Babu agreed to be fit and healthy, since the film emphasised action scenes. He followed a 12-week Dynamic Transformation Plan (DTP) supervised by Kris Gethin, developing his abdominal muscles and losing weight. Babu then followed a Yoda Three Training regime (Y3T), supervised by Neil Hill, further developing his muscles. His stylist, Ashwin Malwe, said that his appearance and style would be "sophisticated and classy" in the film. Sukumar had Babu wear eyeglasses, since the director felt that audiences tended to consider a bespectacled character to be perfectionistic and positive, and the actor's hairstyle was changed.

Tamannaah was considered for the female lead, since the producers were impressed with her performance in 100% Love. She declined the offer, citing scheduling conflicts, and the Producer's Council told her not to sign for any new films until she completed her current assignments. After auditioning two actresses, Sukumar chose Kajal Aggarwal in March 2012 as the female lead. She was replaced by Kriti Sanon in October 2012, due to scheduling conflicts. Sanon was signed for Heropanti (2014) after completing one shooting schedule for 1: Nenokkadine, and divided her time between the films. Sanon, who was involved in several action scenes filmed on the sea, was apprehensive about a scene in which Babu took her from a yacht since she did not know how to swim.

Data records:
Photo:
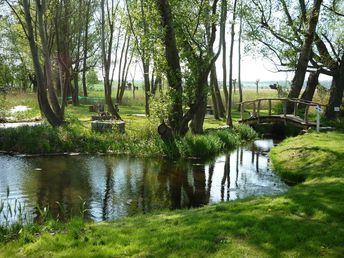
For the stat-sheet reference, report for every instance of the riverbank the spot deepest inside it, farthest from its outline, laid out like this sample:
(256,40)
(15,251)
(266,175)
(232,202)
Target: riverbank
(307,221)
(143,141)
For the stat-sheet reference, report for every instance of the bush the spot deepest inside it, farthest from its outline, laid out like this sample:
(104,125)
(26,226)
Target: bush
(74,137)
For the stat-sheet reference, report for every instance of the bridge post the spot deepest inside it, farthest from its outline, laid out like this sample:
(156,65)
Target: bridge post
(285,108)
(306,114)
(269,107)
(254,109)
(295,108)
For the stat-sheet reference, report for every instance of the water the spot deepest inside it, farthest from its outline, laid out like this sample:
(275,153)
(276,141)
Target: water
(117,186)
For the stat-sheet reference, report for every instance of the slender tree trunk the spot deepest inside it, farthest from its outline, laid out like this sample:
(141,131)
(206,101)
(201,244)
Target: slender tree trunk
(84,63)
(239,58)
(336,92)
(126,73)
(173,66)
(124,82)
(224,50)
(302,63)
(213,98)
(229,109)
(313,81)
(119,80)
(106,56)
(217,94)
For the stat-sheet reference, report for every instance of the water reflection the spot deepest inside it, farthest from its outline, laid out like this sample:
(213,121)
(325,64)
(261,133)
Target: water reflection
(118,186)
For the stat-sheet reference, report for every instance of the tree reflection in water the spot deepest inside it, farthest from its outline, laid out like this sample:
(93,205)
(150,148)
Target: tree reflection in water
(117,186)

Problem requirements: In the text on the preparation and casting for 1: Nenokkadine, who replaced Kajal Aggarwal as the female lead, and in what month?

Final answer: Kriti Sanon, in October 2012.